##### Given records #####

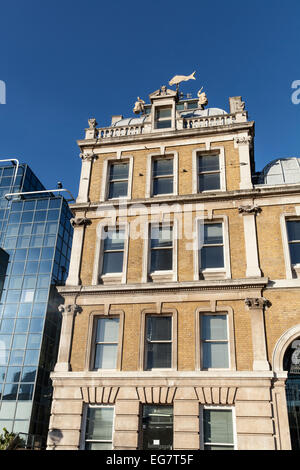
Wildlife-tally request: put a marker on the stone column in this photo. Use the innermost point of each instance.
(243, 144)
(68, 314)
(79, 224)
(84, 184)
(256, 307)
(249, 218)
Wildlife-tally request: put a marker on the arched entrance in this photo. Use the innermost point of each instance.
(291, 363)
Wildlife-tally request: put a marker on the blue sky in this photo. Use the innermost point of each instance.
(68, 60)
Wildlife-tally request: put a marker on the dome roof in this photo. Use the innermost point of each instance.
(281, 171)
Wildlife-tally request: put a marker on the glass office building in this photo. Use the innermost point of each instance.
(35, 237)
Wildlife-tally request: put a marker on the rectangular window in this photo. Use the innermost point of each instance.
(113, 251)
(158, 342)
(211, 253)
(163, 118)
(208, 172)
(106, 343)
(99, 428)
(218, 429)
(214, 342)
(293, 229)
(157, 427)
(118, 180)
(162, 176)
(161, 248)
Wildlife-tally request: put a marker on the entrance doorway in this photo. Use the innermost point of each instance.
(157, 427)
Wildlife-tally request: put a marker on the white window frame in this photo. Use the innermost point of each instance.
(214, 151)
(149, 182)
(111, 278)
(84, 423)
(217, 407)
(213, 273)
(224, 310)
(91, 343)
(292, 271)
(105, 177)
(142, 355)
(160, 276)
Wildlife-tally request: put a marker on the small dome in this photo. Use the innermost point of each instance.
(204, 112)
(281, 171)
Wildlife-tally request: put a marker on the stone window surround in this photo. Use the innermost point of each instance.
(201, 423)
(84, 420)
(202, 152)
(167, 312)
(213, 273)
(284, 218)
(90, 350)
(160, 276)
(105, 176)
(97, 269)
(228, 311)
(149, 180)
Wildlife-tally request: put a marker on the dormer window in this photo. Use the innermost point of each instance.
(163, 117)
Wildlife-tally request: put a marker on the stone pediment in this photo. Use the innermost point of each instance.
(163, 92)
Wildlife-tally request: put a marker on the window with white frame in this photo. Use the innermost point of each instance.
(211, 246)
(99, 428)
(158, 342)
(118, 180)
(106, 342)
(163, 117)
(162, 175)
(293, 231)
(214, 341)
(161, 248)
(113, 251)
(217, 425)
(208, 172)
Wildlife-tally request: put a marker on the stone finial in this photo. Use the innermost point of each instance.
(249, 209)
(80, 221)
(236, 105)
(259, 302)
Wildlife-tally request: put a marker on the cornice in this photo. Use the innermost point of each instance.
(223, 129)
(193, 198)
(175, 287)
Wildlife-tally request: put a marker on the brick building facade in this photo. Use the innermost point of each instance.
(181, 308)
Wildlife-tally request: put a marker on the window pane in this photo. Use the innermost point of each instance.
(118, 189)
(112, 262)
(119, 171)
(209, 181)
(161, 260)
(218, 426)
(106, 356)
(293, 228)
(163, 167)
(114, 240)
(162, 186)
(99, 423)
(209, 163)
(295, 252)
(161, 236)
(212, 257)
(214, 327)
(158, 355)
(159, 328)
(215, 355)
(107, 330)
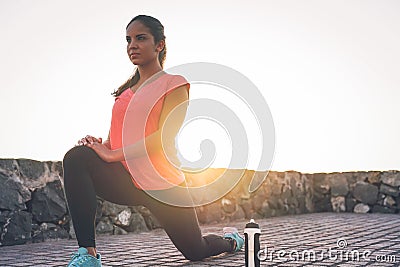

#####

Rewrite every line from the one containing "Wildlife-tally request: put a marker on the dormer" through the end of the items, requests included, and shift each coordinate in the answers by adding -106 to it. Leave the pictures out.

== The reply ==
Wildlife-tally request: put a marker on the dormer window in this photo. Use the innermost point of each instance.
(57, 11)
Wildlife-tally request: put a marker on the stone pediment in this photo. Use the innermost point of each instance.
(57, -14)
Wildlife-tally request: put a marker on the window with white frame in this photo. Use the innermost point of each instance.
(105, 140)
(-7, 322)
(52, 236)
(12, 74)
(0, 236)
(57, 11)
(56, 69)
(187, 125)
(108, 235)
(55, 142)
(7, 145)
(111, 319)
(102, 66)
Wildlife-tally request: put a marker on the stone finial in this photo. Use the innermost point of each instance.
(143, 103)
(-26, 115)
(130, -1)
(153, 196)
Wildlife-tally request: put a marker on the cornice in this photo. Use the innermost point of each instance.
(117, 23)
(87, 92)
(69, 181)
Wildlife-tally request: put a marker on the brick building facade in this photo. Use the innermost point of each instance.
(75, 202)
Wildlife-tally request: put a marker on the window pane in this photo. Use the innermost point of each instance.
(12, 83)
(6, 156)
(13, 65)
(103, 75)
(55, 154)
(112, 320)
(0, 250)
(187, 122)
(57, 61)
(8, 134)
(56, 80)
(-7, 317)
(103, 57)
(189, 146)
(55, 130)
(106, 151)
(108, 221)
(52, 249)
(53, 222)
(109, 249)
(1, 224)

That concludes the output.